**WHAT YOU HAVE TO DO**
Turn all of the rows below into a numbered list, one line per item, with blank lines left out. Leave the pictures out of your answer.

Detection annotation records
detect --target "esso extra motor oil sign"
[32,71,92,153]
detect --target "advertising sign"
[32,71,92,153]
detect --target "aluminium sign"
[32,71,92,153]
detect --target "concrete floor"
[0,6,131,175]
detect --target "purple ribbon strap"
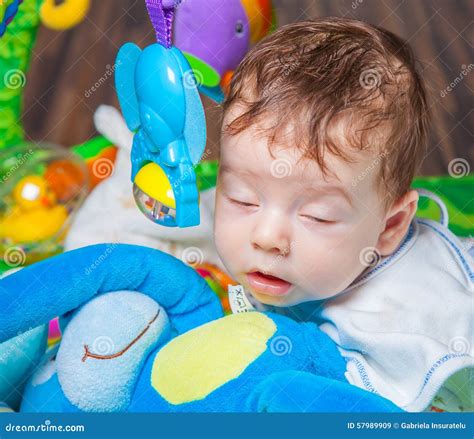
[145,0,180,49]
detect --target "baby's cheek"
[214,199,248,272]
[295,244,360,300]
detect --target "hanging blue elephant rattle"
[115,0,206,227]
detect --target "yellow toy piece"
[40,0,90,30]
[0,175,68,244]
[151,312,277,404]
[134,163,176,209]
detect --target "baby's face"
[215,111,392,306]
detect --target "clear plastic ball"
[133,184,176,227]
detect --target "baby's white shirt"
[285,219,474,411]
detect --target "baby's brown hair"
[223,17,429,206]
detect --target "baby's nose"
[250,212,291,255]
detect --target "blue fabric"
[0,244,223,342]
[0,244,399,412]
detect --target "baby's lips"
[247,271,292,296]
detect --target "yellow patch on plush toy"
[151,312,277,404]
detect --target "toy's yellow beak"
[133,163,176,225]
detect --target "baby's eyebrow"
[309,185,354,207]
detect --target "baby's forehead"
[219,123,378,193]
[220,109,386,181]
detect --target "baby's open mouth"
[247,271,292,296]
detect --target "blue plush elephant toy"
[0,244,400,412]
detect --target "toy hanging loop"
[145,0,179,49]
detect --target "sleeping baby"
[214,18,474,411]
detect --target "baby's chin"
[245,287,312,307]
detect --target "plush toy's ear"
[173,49,206,164]
[115,43,142,131]
[0,244,223,342]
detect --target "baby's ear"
[377,190,418,256]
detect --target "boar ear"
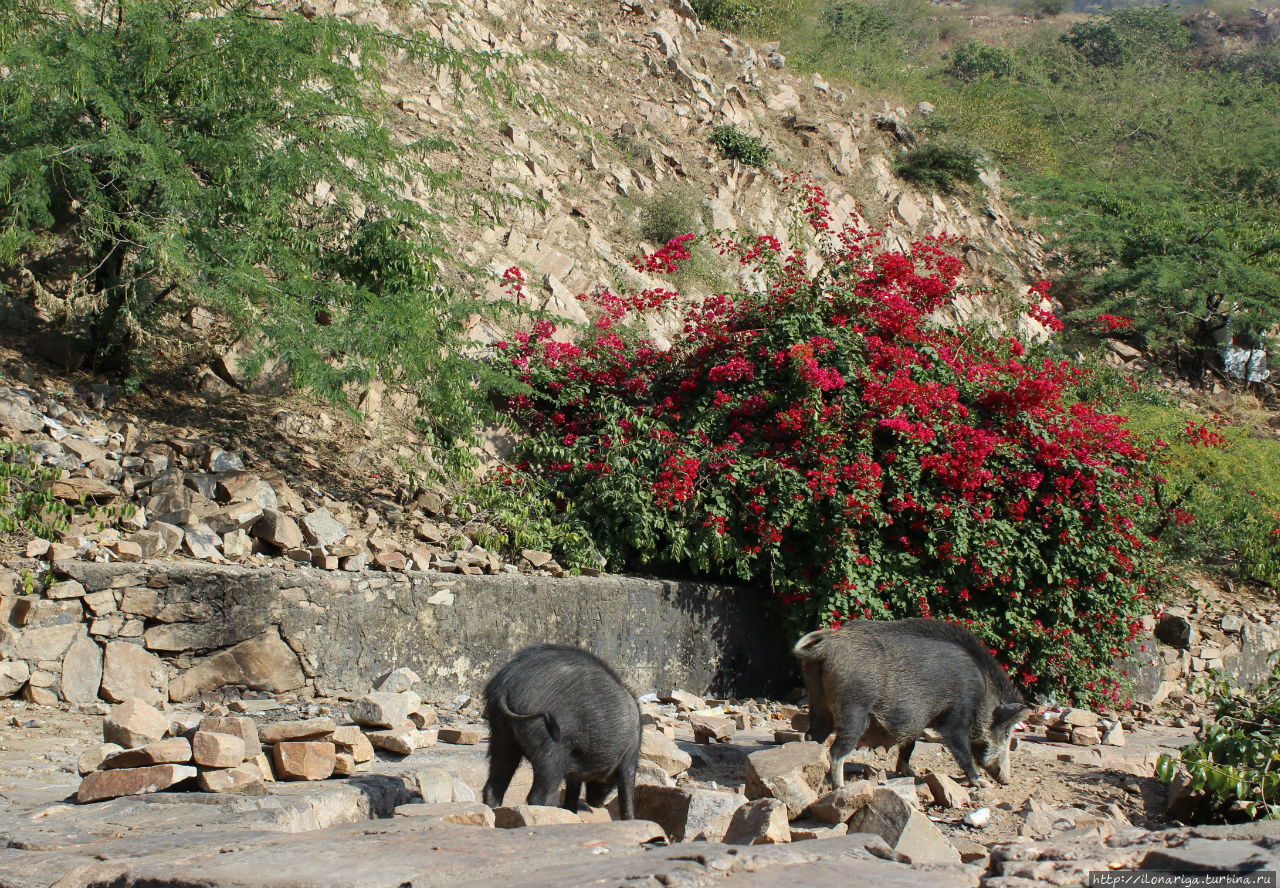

**THE RESULT**
1. detect --target "esso extra motor oil sign"
2. [32,71,92,153]
3. detect --target "advertising sign"
4. [32,71,92,153]
5. detect --target "aluminium sign"
6. [32,71,92,153]
7. detect --target "concrete floor"
8. [0,6,131,175]
9. detect --target "purple ribbon strap"
10. [145,0,180,49]
11. detect --target "baby's cheek"
12. [214,199,248,272]
13. [295,244,360,300]
14. detect --target "hanging blue elephant rattle"
15. [115,0,206,227]
16. detect --target "yellow toy piece"
17. [40,0,90,30]
18. [0,175,68,244]
19. [151,312,277,404]
20. [134,163,176,209]
21. detect --target "baby's face"
22. [215,111,392,306]
23. detect --target "clear plastic ball"
24. [133,184,176,227]
25. detect --target "baby's white shirt"
26. [285,219,474,411]
27. detect --target "baby's brown hair"
28. [223,17,429,206]
29. detect --target "baby's nose"
30. [250,212,291,255]
31. detect --target "blue fabric"
32. [0,244,223,342]
33. [0,244,399,412]
34. detect --target "baby's lips"
35. [247,271,292,296]
36. detect --target "yellow patch on plush toy"
37. [151,312,277,404]
38. detect --target "toy's yellow beak"
39. [133,163,176,225]
40. detect --target "baby's eyebrow"
41. [309,185,354,207]
42. detect --target "baby's forehead"
43. [219,123,378,193]
44. [220,109,386,181]
45. detect --target "baby's open mouth"
46. [247,271,292,296]
47. detect --target "blue plush elephant toy"
48. [0,244,400,412]
49. detect --target "toy hanging loop"
50. [145,0,179,49]
51. detect --target "sleeping baby"
52. [214,18,474,411]
53. detect --target "baby's chin"
54. [245,287,312,307]
55. detect --target "plush toy's ear"
56. [173,49,206,164]
57. [115,43,142,131]
58. [0,244,223,342]
59. detect --target "baby's ear"
60. [377,190,418,256]
61. detect --target "boar ear"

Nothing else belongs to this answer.